▶ **TEXT PROVIDED**
Submission: Senate Inquiry into Food Production in Australia

Kirsten Larsen appeared at a public hearing in March 2009. The text of the covering submission is included below, which basically refers the Inquiry to our existing work.

Victorian Eco-Innovation Lab (VEIL) Submission to the Senate Select Committee on Agricultural and Related Industries Inquiry into Food Production in Australia

The Victorian Eco-Innovation Lab welcomes the Select Committee’s investigation into food production in Australia and the question of how to produce food that is:

  1. Affordable to consumers;
  2. Viable for production by farmers; and
  3. Of sustainable impact on the environment.

This topic has been a focus area of our project since its inception in early 2007 and is the subject of our first policy challenges report – Sustainable and Secure Food Systems for Victoria: What do we know? What do we need to know? – released in April 2008. This report comprehensively documents the relationships between the environmental impacts of the food system, the existing and potential impacts on production viability and food affordability, and the emerging responses that may offer pathways towards food systems that support the goals of the inquiry. While the report is written for a Victorian context the situation and opportunities are directly applicable to the National context.

The key message of this submission is that the three factors identified in the Terms of Reference cannot be pursued in isolation from each other – they are critically interdependent and must be mutually supportive. Pursuing one or two at the cost of the others will undermine the long-term resilience of the system in the face or increasing and converging challenges.

For example:

  • Pursuit of productivity at the expense of the environment has led to major soil degradation in agricultural landscapes across Australia. The loss of biologically healthy soils means that the services these soils could have provided (nutrients to plants, moisture storage and carbon sequestration) have been increasingly provided through other inputs. As the costs of synthetic chemical fertilisers and other agricultural chemicals rise exponentially, the value of rebuilding healthy soils to support healthy plants also increases – production viability of farmers can be underpinned by environmental improvement.
  • Reducing the environmental impact of food systems can increase food affordability. Environmental impacts are increasingly being internalised in the cost of food (as has been seen in the drought) and the introduction of emissions trading in Australia will have a significant impact on the costs of some foods, even with the non-inclusion of agricultural emissions. It has been found that 58% of the emissions from a packet of corn chips (from Australian maize) occur after the farm gate, in packaging, processing etc. Reducing the environmental impact of foods (in this case emissions) will make them more affordable to consumers.
  • Loss of viable Australian production increases consumer reliance on imported food. Fluctuating oil costs are already having a significant impact on international and domestic transport costs and increased reliance on food travelling long distances is more vulnerable to inevitable oil price increases. The instability in the value of the Australian dollar also impacts on affordability of imported food. In coming years it is likely that the viability of local production (particularly in and around urban areas) will be a key factor in food affordability.

There is one key issue around food that is not within the terms of reference of this committee but is relevant nonetheless. The food system has very significant impacts on the health and wellbeing of consumers and producers. The question of how to produce Australia’s food must take into account whether this food is making people healthy or making them sick. Nutrition related illness is critically interconnected with how food is produced and distributed, and how much it costs. A critical issue in food provision is ensuring that healthy and safe foods (not just any ‘foods’) are available and affordable to all consumers.

We refer the Inquiry to the full report (submitted as Pt 2) and would welcome an opportunity to present our findings and discuss them in more detail. An overview presentation of the report’s findings is also attached as part of the submission (Pt 3).

Descriptions of regions in natural language:
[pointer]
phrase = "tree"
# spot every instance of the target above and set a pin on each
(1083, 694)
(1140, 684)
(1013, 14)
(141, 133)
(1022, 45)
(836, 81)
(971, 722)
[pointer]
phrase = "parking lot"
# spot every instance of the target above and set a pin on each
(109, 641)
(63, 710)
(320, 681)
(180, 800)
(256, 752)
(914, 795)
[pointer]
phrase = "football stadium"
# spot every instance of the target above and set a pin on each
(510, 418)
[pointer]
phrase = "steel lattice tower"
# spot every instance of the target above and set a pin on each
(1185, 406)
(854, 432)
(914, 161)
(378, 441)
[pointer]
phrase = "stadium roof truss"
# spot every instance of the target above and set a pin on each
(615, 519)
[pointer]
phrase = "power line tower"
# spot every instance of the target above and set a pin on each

▶ **TASK INSTRUCTIONS**
#1 Retype everything in the food production submission above from "Submission: Senate Inquiry" down to "our existing work.".
#2 According to the food production submission, what percentage of the emissions from a packet of corn chips made from Australian maize occurs after the farm gate?

▶ **WRITTEN RESPONSES**
#1
Submission: Senate Inquiry into Food Production in Australia

Kirsten Larsen appeared at a public hearing in March 2009. The text of the covering submission is included below, which basically refers the Inquiry to our existing work.

#2 58%